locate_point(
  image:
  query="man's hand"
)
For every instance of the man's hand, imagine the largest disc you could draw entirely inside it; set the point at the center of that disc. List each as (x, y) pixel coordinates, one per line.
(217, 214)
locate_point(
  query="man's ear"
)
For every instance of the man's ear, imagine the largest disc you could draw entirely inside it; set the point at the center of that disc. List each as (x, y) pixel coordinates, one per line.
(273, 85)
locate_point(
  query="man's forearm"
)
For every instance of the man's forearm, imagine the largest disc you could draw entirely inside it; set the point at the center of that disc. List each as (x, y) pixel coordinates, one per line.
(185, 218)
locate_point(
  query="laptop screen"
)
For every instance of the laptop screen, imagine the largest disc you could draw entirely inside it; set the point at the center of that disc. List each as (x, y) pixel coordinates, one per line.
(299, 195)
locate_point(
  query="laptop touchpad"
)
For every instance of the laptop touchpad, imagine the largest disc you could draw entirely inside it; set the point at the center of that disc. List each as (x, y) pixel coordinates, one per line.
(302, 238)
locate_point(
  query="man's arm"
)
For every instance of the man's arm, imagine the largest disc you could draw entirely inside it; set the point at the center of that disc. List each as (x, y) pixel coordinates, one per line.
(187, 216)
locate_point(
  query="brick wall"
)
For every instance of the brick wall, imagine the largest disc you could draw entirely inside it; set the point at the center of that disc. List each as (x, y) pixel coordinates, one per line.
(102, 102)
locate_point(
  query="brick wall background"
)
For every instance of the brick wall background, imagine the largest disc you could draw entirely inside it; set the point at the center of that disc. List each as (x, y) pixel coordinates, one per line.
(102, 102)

What the exercise asks: Return every line of the entries above that contains the string "laptop". Case counts, so only exact-case matches qualify.

Solution to the problem:
  query="laptop screen"
For every instance of the laptop screen, imagine the largest disc you could draw entirely inside it; set the point at the center of that disc. List each as (x, y) pixel coordinates, one per line.
  query="laptop touchpad"
For every instance of the laptop touchpad, imagine the largest disc you could draw entirely inside it; set the point at the center of that disc. List each as (x, y) pixel coordinates, one per line.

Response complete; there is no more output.